* [選択テキスト]:
はじめに
信頼性設計と性能設計
二十一世紀の土木技術者には、構造物の破壊確率、変形の程度、破壊の影響、そして必要な維持管理などを設計時に明らかにすることが求められるようになると考えられる。すなわち、建設される構造物の性能をより詳細に、また正確に示すことが重要になっている。たとえば、設計条件を上回る高波や高潮が来襲する危険性は常にあり、そうした場合に何が起きるのかを把握した上で、その対策を含めて設計を行う必要があり、広範囲な性能照査に基づく設計が重要となる。

* [課題の目的]: 選択テキストによると、設計条件を上回って来襲する危険性が常にあるとされているものは何ですか。

* [レコード一覧]:
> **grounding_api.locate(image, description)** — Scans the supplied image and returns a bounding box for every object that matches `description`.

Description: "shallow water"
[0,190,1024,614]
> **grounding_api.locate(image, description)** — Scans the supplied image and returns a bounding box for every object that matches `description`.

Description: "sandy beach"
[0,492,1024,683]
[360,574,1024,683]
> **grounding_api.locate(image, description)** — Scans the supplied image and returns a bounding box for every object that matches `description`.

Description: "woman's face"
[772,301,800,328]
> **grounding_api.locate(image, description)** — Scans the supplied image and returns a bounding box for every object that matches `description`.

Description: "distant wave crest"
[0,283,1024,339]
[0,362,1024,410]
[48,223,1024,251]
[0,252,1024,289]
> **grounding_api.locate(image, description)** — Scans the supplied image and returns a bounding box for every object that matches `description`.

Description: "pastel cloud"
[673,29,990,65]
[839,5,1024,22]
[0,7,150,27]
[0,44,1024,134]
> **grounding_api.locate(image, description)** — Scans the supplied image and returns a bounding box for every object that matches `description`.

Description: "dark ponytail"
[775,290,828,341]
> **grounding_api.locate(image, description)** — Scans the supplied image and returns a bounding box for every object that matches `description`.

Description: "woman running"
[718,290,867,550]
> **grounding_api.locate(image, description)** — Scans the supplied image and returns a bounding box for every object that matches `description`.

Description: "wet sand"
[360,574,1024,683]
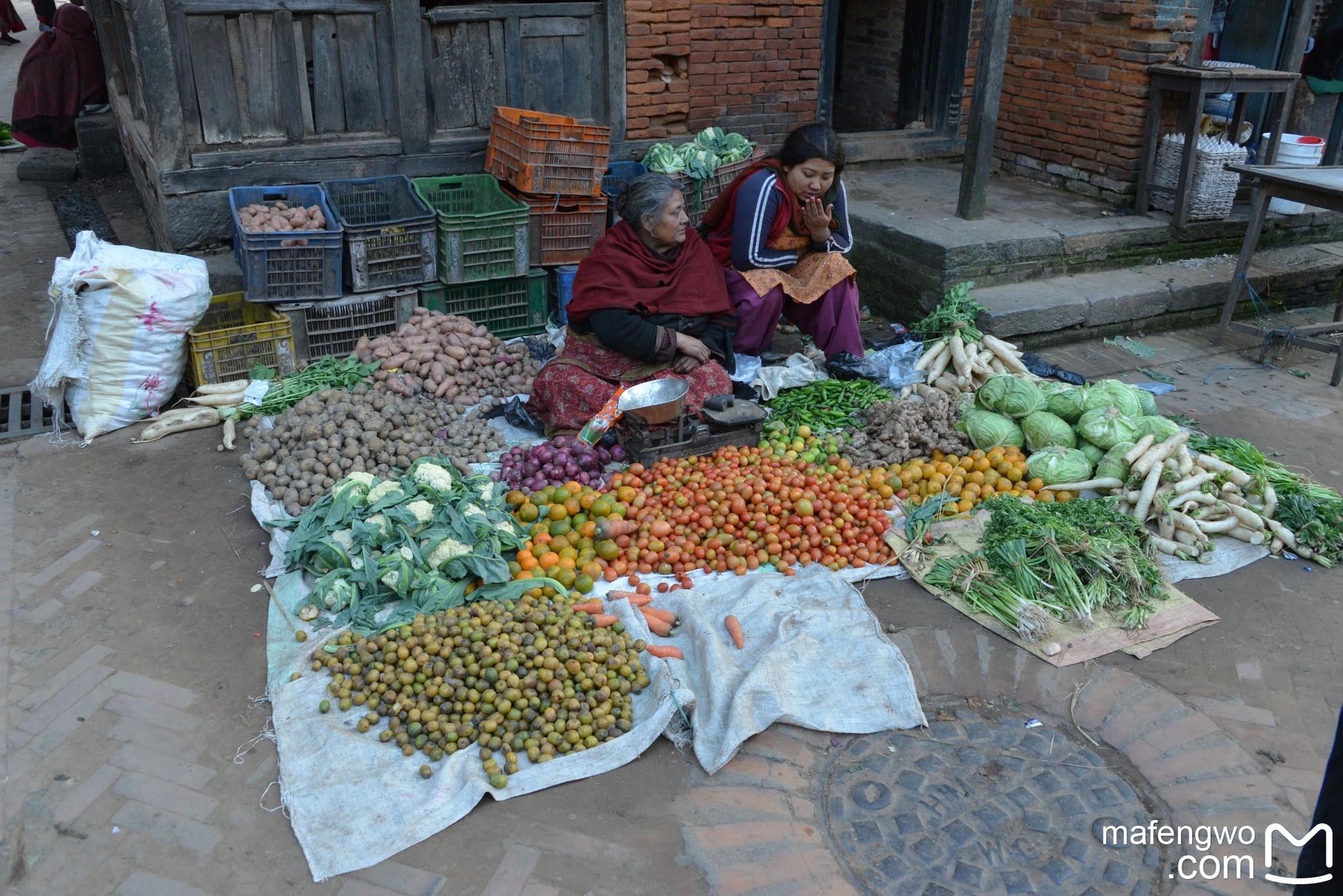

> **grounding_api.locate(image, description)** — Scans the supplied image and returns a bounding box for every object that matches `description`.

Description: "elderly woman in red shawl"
[527,174,736,433]
[9,0,108,149]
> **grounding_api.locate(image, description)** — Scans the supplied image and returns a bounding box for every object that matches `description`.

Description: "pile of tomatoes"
[509,446,898,593]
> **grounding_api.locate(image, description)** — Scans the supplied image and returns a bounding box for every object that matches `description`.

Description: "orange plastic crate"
[505,188,606,267]
[485,106,611,196]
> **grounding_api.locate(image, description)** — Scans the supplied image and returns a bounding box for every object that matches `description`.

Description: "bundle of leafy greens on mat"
[927,498,1166,641]
[269,458,565,634]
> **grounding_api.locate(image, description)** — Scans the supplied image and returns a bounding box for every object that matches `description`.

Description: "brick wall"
[834,0,905,132]
[988,0,1193,201]
[624,0,822,145]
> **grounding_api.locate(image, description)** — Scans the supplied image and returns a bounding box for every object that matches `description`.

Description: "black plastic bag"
[481,395,545,434]
[826,352,881,380]
[1020,352,1087,385]
[523,336,555,361]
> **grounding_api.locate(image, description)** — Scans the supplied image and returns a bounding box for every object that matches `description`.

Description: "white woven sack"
[28,229,211,440]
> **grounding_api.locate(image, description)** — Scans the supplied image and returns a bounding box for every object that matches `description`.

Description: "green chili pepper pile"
[767,380,892,430]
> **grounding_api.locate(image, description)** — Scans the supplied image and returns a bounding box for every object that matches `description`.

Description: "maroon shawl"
[567,220,734,321]
[10,4,108,149]
[0,0,28,33]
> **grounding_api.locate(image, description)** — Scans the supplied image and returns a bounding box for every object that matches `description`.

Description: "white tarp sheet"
[252,489,925,881]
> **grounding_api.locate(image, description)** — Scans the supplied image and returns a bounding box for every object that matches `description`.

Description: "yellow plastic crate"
[187,293,294,385]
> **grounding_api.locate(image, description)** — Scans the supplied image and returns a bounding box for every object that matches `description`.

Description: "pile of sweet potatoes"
[355,307,540,404]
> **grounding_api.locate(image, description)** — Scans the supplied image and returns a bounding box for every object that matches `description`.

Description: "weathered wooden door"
[168,0,423,164]
[423,0,623,137]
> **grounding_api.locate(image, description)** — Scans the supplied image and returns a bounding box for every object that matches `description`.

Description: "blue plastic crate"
[228,184,345,302]
[602,161,649,227]
[551,265,579,326]
[323,174,438,293]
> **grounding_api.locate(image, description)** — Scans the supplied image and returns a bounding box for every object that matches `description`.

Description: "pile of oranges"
[508,446,900,594]
[878,444,1075,516]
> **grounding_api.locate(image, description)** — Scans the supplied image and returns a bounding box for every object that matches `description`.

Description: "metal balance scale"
[615,379,765,466]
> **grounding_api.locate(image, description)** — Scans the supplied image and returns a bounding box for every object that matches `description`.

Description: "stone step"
[845,163,1343,321]
[974,242,1343,345]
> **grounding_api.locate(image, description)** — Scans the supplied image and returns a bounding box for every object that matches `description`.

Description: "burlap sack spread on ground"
[885,511,1220,667]
[252,492,925,881]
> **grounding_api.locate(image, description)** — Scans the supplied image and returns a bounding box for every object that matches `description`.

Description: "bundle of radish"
[1046,431,1315,562]
[136,380,247,452]
[355,307,550,406]
[901,332,1032,398]
[237,203,327,247]
[900,282,1030,398]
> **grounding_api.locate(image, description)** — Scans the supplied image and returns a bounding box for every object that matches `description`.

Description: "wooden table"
[1213,165,1343,385]
[1134,66,1300,227]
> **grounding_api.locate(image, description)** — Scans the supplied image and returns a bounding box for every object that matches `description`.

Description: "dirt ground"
[0,87,1343,896]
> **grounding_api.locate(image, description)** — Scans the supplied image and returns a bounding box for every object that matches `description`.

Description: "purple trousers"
[725,269,862,359]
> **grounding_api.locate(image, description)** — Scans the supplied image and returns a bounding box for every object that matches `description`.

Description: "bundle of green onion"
[927,498,1166,641]
[909,281,988,345]
[237,355,377,418]
[1188,433,1343,566]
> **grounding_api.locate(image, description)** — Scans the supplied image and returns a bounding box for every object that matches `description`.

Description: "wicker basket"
[1152,134,1248,220]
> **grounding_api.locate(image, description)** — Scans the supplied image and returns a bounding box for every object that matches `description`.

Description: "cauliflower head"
[414,462,455,492]
[426,539,471,570]
[368,480,401,504]
[405,501,434,525]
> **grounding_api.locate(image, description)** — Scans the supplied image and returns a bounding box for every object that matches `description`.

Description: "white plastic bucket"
[1261,133,1325,215]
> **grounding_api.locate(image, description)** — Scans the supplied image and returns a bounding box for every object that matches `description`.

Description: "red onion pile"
[494,435,624,492]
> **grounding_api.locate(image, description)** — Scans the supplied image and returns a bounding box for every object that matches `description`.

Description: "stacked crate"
[415,174,545,338]
[224,184,418,370]
[485,106,611,329]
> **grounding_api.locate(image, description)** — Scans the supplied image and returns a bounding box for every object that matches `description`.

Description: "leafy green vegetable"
[237,355,377,418]
[928,498,1166,641]
[1188,433,1343,567]
[643,128,755,182]
[909,281,988,343]
[270,458,542,633]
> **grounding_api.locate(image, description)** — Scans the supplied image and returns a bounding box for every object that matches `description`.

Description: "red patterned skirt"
[527,329,732,434]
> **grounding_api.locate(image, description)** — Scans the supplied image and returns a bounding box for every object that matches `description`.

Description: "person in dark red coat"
[527,174,736,433]
[10,0,108,149]
[0,0,28,45]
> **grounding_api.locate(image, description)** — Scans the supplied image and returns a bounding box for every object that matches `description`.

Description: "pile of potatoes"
[241,383,506,516]
[355,307,541,404]
[237,203,327,234]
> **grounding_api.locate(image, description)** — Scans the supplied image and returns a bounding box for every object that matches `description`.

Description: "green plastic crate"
[419,269,547,338]
[414,174,532,283]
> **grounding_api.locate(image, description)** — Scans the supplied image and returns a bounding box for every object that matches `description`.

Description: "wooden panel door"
[424,0,612,132]
[177,0,399,152]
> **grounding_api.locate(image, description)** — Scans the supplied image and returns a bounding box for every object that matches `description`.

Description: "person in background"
[701,124,864,359]
[527,174,736,434]
[0,0,28,46]
[10,0,108,149]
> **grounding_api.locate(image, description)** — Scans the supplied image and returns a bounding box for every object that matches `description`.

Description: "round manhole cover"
[823,711,1163,896]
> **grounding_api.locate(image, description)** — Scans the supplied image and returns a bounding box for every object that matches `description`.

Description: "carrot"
[643,617,672,638]
[596,517,639,540]
[606,591,652,607]
[639,607,675,625]
[723,617,747,650]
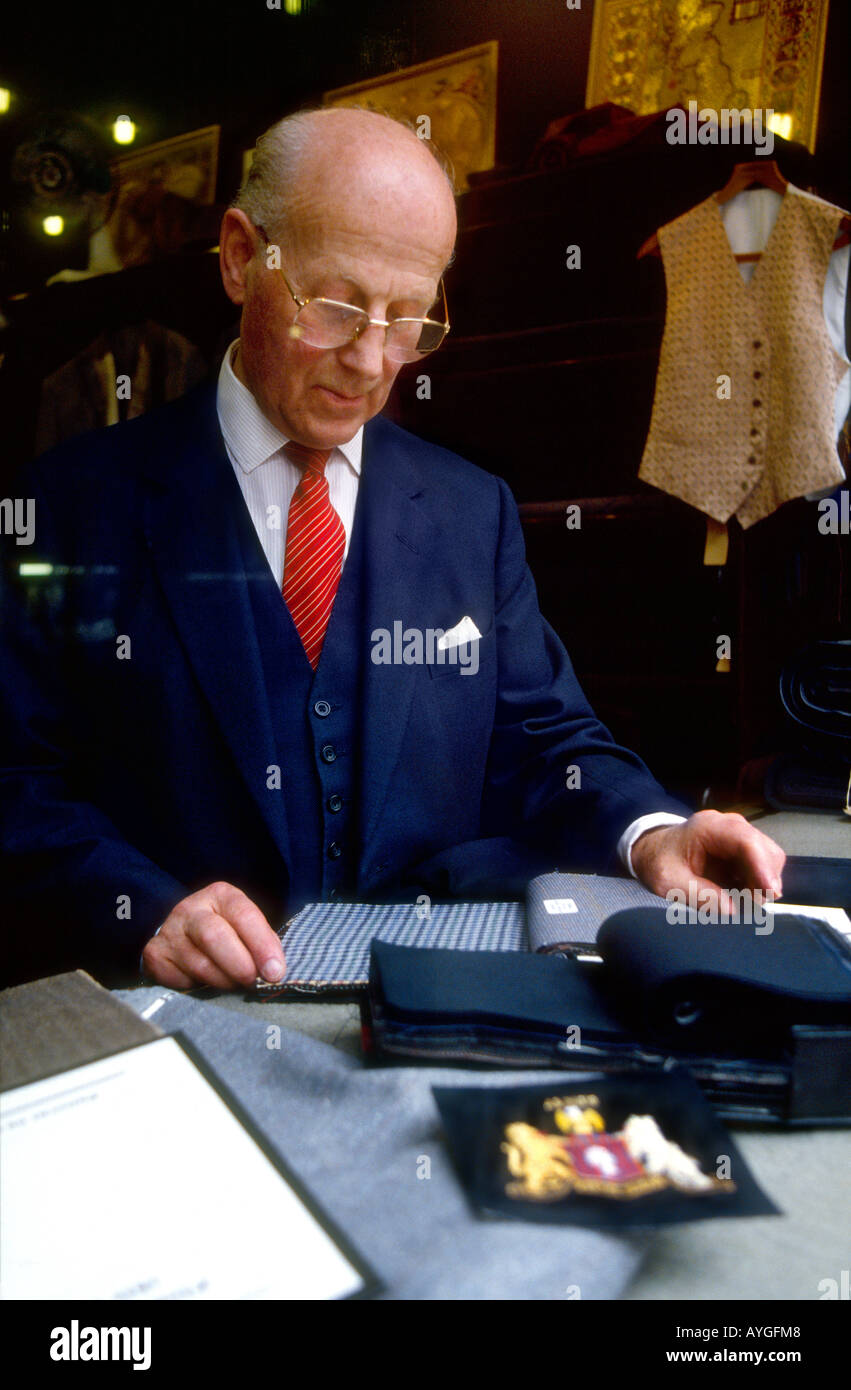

* [課題の解答]: 高波や高潮です。